■ THE TASK
Reproduce the data below with "positive clicks" swapped for "foreground clicks" and everything else unchanged, leaving out the pictures.

Saved data entries

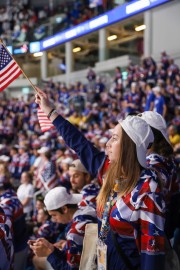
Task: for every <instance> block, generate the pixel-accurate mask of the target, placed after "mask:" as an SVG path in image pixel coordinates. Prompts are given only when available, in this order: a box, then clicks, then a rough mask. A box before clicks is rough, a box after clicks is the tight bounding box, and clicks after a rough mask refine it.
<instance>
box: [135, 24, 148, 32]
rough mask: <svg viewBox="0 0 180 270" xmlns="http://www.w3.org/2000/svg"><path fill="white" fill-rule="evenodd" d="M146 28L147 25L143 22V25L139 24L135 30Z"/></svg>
mask: <svg viewBox="0 0 180 270" xmlns="http://www.w3.org/2000/svg"><path fill="white" fill-rule="evenodd" d="M145 29H146V25H145V24H142V25H139V26H136V27H135V31H136V32H139V31H142V30H145Z"/></svg>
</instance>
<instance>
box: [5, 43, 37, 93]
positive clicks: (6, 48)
mask: <svg viewBox="0 0 180 270" xmlns="http://www.w3.org/2000/svg"><path fill="white" fill-rule="evenodd" d="M0 43H1V44H2V45H3V46H4V48H5V49H6V51H7V53H8V54H9V55H10V56H11V57H12V58H13V60H14V61H15V62H16V60H15V59H14V57H13V55H12V54H10V52H9V51H8V49H7V48H6V45H5V44H4V43H3V41H2V39H0ZM16 64H17V65H18V67H19V68H20V70H21V71H22V74H23V75H24V77H25V78H26V79H27V80H28V81H29V83H30V84H31V86H32V88H33V89H34V90H35V92H36V93H38V90H37V89H36V87H35V85H34V84H33V83H32V82H31V80H30V79H29V78H28V77H27V76H26V74H25V73H24V71H23V70H22V68H21V67H20V66H19V64H18V63H17V62H16Z"/></svg>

■ TASK RESPONSE
Task: for every <instance> block, generate the pixel-accurate mask of the target, placed after "mask:" as an SVG path in image pixel coordinates. Prompts are given only when available, in this order: a box, then clicks, then a rough mask. A box before clicks is rough, a box after clicks is the tight bounding box, and clicks after a rough mask refine it.
<instance>
box: [135, 24, 148, 32]
rough mask: <svg viewBox="0 0 180 270" xmlns="http://www.w3.org/2000/svg"><path fill="white" fill-rule="evenodd" d="M146 28L147 25L143 22V25L139 24L135 30Z"/></svg>
mask: <svg viewBox="0 0 180 270" xmlns="http://www.w3.org/2000/svg"><path fill="white" fill-rule="evenodd" d="M145 29H146V25H145V24H142V25H139V26H136V27H135V31H136V32H139V31H142V30H145Z"/></svg>
</instance>
<instance>
box: [5, 43, 37, 93]
foreground clicks: (6, 48)
mask: <svg viewBox="0 0 180 270" xmlns="http://www.w3.org/2000/svg"><path fill="white" fill-rule="evenodd" d="M0 43H1V44H2V45H3V46H4V48H5V49H6V51H7V53H8V54H9V55H10V56H11V57H12V58H13V60H14V61H15V62H16V60H15V59H14V57H13V55H12V54H10V52H9V51H8V49H7V48H6V45H5V44H4V43H3V41H2V39H0ZM16 64H17V65H18V67H19V68H20V70H21V71H22V74H23V75H24V77H25V78H26V79H27V80H28V81H29V83H30V84H31V86H32V88H33V89H34V90H35V92H36V93H38V90H37V89H36V87H35V85H34V84H33V83H32V82H31V80H30V79H29V78H28V77H27V76H26V74H25V73H24V71H23V70H22V68H21V67H20V66H19V64H18V63H17V62H16Z"/></svg>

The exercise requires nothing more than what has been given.